--- Start of Stored data ---

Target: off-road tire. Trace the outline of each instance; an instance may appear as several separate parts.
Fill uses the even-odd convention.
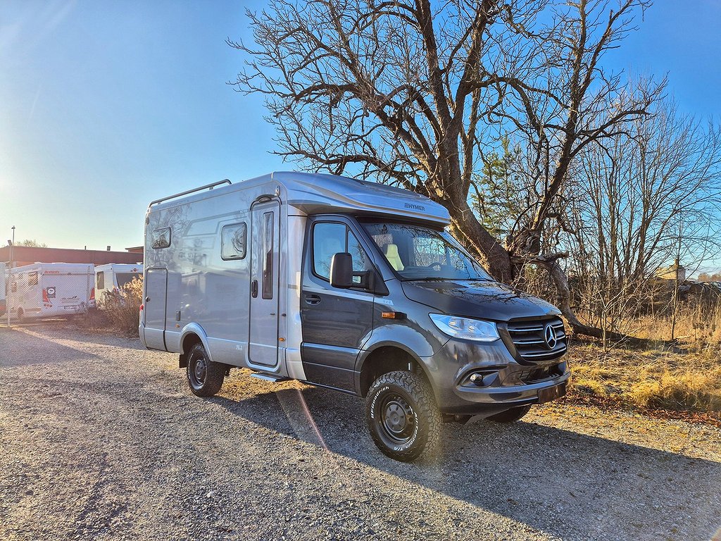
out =
[[[486,418],[488,421],[492,421],[495,423],[514,423],[523,417],[529,411],[531,411],[531,404],[526,406],[511,408],[510,410],[502,411],[500,413],[496,413]]]
[[[443,417],[422,376],[399,371],[378,378],[366,399],[366,421],[378,448],[396,460],[438,451]]]
[[[209,397],[216,394],[223,385],[226,367],[211,361],[202,343],[190,348],[187,353],[185,375],[193,395]]]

--- End of Stored data ---

## Exercise brief
Output every line of the records above without any change, leaving out the pictures.

## Solution for this task
Target: off-road tire. Trace the outline of each instance; an instance may appear as several separate parts.
Fill uses the even-odd convention.
out =
[[[486,418],[488,421],[492,421],[495,423],[514,423],[523,417],[529,411],[531,411],[531,404],[526,406],[511,408],[510,410],[502,411],[500,413],[496,413]]]
[[[443,417],[422,376],[399,371],[378,378],[366,399],[366,421],[378,448],[396,460],[438,451]]]
[[[209,397],[216,394],[223,385],[226,367],[211,361],[202,343],[190,348],[187,353],[185,375],[193,395]]]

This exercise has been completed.